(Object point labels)
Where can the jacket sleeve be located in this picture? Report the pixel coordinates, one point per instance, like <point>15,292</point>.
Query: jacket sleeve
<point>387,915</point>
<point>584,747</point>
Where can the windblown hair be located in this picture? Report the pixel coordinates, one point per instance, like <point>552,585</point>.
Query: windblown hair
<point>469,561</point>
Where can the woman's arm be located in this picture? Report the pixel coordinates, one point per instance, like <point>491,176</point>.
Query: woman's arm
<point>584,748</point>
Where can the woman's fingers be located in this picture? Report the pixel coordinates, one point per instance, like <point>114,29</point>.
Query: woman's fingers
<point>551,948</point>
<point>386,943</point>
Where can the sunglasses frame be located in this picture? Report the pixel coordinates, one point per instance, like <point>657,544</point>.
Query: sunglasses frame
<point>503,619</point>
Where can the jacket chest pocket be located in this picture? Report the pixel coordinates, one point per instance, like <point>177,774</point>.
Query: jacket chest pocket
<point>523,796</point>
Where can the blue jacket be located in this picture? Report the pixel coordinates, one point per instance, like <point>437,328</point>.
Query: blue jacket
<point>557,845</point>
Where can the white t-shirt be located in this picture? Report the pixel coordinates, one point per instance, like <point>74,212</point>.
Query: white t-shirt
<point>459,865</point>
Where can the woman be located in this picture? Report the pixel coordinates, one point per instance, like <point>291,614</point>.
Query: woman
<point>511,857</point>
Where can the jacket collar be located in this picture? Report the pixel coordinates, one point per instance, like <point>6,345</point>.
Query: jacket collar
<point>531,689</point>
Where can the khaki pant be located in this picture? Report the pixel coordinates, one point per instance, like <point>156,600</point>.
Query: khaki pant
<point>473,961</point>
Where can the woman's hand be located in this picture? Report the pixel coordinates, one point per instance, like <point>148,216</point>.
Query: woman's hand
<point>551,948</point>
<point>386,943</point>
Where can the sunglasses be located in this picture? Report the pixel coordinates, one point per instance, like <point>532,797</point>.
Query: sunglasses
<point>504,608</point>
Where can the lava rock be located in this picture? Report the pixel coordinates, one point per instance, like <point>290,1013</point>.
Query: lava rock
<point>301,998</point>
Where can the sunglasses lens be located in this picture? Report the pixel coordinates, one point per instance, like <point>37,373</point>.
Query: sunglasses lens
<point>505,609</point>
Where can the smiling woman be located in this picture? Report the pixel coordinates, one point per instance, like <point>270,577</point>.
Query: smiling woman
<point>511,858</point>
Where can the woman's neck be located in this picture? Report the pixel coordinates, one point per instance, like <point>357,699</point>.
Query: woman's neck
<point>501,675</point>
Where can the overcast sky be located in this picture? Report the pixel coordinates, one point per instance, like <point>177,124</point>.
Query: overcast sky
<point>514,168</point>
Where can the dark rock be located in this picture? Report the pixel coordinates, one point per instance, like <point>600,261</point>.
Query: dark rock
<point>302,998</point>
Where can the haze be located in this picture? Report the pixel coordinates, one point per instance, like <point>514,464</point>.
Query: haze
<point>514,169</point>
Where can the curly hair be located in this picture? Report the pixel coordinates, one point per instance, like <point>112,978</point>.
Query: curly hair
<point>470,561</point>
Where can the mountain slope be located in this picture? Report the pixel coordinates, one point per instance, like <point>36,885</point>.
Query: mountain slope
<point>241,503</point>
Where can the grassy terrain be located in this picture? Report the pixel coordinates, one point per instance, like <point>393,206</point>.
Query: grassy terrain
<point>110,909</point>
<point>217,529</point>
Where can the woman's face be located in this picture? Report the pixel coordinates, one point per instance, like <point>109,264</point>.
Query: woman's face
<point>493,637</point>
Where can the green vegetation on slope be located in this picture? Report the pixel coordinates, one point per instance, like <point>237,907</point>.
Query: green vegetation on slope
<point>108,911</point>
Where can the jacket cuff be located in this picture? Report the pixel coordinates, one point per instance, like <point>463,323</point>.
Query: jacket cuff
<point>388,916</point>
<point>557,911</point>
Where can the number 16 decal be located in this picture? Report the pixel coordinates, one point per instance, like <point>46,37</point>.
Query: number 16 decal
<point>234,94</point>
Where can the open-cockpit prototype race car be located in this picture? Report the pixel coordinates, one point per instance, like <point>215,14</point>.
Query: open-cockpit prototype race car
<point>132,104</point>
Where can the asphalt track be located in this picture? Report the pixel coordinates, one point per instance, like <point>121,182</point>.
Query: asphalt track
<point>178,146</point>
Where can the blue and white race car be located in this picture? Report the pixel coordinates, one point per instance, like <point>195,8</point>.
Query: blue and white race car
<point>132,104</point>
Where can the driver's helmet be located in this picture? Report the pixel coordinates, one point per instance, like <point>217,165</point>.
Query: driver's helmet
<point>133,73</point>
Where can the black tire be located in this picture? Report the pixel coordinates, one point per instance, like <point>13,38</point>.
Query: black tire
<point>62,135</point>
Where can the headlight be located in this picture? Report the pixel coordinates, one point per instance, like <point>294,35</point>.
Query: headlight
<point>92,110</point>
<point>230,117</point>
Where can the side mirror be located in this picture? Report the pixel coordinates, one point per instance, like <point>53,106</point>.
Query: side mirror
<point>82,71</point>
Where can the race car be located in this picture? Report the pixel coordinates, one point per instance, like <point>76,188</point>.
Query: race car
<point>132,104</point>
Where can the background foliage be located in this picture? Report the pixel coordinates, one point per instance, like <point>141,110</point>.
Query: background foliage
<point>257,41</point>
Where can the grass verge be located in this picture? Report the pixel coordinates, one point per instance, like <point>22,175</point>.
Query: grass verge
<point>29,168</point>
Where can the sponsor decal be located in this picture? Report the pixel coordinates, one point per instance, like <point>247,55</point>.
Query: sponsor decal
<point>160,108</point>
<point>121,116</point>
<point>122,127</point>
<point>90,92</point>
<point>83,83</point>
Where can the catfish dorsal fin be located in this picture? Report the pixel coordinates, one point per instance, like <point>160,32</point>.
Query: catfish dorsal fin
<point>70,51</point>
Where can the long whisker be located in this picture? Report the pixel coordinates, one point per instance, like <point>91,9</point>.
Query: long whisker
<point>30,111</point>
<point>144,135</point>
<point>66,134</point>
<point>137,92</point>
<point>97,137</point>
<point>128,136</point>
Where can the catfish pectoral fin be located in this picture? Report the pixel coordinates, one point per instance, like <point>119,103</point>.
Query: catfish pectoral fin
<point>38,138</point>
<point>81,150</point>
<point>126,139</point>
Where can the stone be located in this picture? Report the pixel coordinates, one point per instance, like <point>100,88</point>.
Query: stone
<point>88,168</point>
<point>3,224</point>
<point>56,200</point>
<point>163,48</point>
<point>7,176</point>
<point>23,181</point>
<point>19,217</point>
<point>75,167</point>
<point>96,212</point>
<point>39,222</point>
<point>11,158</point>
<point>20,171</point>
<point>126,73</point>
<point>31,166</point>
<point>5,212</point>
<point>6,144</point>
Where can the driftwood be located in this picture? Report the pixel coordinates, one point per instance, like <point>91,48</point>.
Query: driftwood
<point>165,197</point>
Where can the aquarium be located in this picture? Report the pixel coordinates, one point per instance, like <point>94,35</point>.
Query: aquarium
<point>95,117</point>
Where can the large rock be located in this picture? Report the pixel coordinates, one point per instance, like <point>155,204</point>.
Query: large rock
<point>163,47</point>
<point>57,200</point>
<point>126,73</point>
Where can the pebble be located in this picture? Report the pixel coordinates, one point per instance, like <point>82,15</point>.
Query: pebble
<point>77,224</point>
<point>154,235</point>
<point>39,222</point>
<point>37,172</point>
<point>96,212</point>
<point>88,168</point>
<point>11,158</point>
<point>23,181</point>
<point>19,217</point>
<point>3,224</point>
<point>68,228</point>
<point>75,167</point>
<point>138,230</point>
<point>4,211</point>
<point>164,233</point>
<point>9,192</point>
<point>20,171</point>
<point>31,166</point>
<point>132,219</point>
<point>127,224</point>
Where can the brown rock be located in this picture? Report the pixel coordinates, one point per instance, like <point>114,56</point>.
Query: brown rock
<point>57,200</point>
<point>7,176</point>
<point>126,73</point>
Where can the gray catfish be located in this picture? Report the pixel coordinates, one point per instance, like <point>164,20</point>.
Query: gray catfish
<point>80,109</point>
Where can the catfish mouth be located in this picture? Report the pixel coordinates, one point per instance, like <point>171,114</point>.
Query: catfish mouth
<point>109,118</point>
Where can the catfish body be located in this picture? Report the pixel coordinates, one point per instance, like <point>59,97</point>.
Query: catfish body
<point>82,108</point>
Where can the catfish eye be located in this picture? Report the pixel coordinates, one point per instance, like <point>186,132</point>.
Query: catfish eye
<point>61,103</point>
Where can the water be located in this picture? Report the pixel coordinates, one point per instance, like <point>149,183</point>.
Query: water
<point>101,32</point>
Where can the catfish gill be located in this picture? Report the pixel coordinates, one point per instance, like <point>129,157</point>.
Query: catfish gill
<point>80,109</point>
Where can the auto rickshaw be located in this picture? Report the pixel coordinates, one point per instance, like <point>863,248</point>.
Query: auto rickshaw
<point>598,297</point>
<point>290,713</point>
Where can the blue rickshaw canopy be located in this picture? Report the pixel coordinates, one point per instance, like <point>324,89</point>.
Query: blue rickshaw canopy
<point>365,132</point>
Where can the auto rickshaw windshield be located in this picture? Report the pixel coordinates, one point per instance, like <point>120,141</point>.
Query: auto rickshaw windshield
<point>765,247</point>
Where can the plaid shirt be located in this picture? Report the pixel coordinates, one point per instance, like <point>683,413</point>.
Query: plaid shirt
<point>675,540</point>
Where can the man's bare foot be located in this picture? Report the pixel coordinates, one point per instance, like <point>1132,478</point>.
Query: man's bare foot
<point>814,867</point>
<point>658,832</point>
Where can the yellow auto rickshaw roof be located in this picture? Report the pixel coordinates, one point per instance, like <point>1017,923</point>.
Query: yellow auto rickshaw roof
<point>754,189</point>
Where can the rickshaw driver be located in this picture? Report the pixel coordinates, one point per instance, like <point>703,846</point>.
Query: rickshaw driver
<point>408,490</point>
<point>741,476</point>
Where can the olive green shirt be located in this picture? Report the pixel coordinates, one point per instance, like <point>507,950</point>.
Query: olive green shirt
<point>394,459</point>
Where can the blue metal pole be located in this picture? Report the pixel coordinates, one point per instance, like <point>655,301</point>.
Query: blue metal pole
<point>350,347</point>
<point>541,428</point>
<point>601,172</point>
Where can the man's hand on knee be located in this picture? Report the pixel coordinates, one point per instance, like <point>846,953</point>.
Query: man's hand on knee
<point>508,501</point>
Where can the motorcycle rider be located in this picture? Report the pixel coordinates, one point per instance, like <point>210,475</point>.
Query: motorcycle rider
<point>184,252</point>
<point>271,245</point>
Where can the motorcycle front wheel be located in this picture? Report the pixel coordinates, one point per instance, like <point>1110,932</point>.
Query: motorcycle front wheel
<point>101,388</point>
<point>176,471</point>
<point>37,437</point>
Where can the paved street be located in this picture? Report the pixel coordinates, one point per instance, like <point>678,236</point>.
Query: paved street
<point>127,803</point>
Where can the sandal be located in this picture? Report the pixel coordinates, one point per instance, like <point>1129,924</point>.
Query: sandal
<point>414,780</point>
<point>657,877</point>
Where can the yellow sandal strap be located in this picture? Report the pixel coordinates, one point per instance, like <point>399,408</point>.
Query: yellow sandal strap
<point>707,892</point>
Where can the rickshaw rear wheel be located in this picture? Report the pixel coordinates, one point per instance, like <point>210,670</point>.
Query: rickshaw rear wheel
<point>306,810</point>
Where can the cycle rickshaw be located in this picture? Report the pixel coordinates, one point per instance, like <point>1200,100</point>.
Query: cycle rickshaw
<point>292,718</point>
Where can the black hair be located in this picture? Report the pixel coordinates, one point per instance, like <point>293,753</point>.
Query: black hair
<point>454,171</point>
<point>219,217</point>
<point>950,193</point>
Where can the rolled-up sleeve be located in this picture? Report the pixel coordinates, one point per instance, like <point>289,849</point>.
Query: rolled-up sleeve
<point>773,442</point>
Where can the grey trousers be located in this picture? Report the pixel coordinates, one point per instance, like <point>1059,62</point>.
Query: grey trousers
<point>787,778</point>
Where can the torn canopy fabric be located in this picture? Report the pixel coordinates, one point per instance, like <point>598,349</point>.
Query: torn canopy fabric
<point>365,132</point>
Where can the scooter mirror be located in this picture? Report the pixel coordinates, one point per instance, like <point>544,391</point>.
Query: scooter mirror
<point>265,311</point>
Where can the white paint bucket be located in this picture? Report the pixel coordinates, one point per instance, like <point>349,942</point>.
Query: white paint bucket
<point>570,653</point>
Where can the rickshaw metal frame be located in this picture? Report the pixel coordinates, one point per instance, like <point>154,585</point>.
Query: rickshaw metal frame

THE REQUEST:
Take the lines above from the one holding "Where can the cycle" to the last and output them exactly.

THE COMPLETED TASK:
Where can the cycle rickshaw be located in this picture? Report the pixel coordinates, one point per instance, like <point>1200,100</point>.
Query: cycle rickshaw
<point>292,718</point>
Where can the black hair be located in this picture? Report the pixel coordinates, one point per instance, like <point>293,753</point>.
Query: black hair
<point>454,171</point>
<point>219,217</point>
<point>950,193</point>
Where can the rolled-up sleeve be located in this picture? Report the pixel coordinates, one point per instance, like <point>289,849</point>.
Query: rolled-up sleeve
<point>773,442</point>
Where can the grey trousers be located in this picture? Report the pixel coordinates, one point per instance, like <point>1059,62</point>.
Query: grey trousers
<point>787,778</point>
Where can the torn canopy fabric be located in this picture? Report the pixel coordinates, one point per instance, like <point>598,349</point>.
Query: torn canopy fabric
<point>365,132</point>
Where can the scooter mirror be located in this picture? Report the pixel coordinates, one point per instance, like <point>544,391</point>.
Query: scooter mirror
<point>265,311</point>
Where can the white paint bucket be located in this picture? Report the pixel coordinates, one point per instance, like <point>349,942</point>.
Query: white paint bucket
<point>570,653</point>
Where can the rickshaw metal frame be located in this picture? Report the pixel coordinates, one point per instance, like <point>154,585</point>.
Query: rickshaw metal frame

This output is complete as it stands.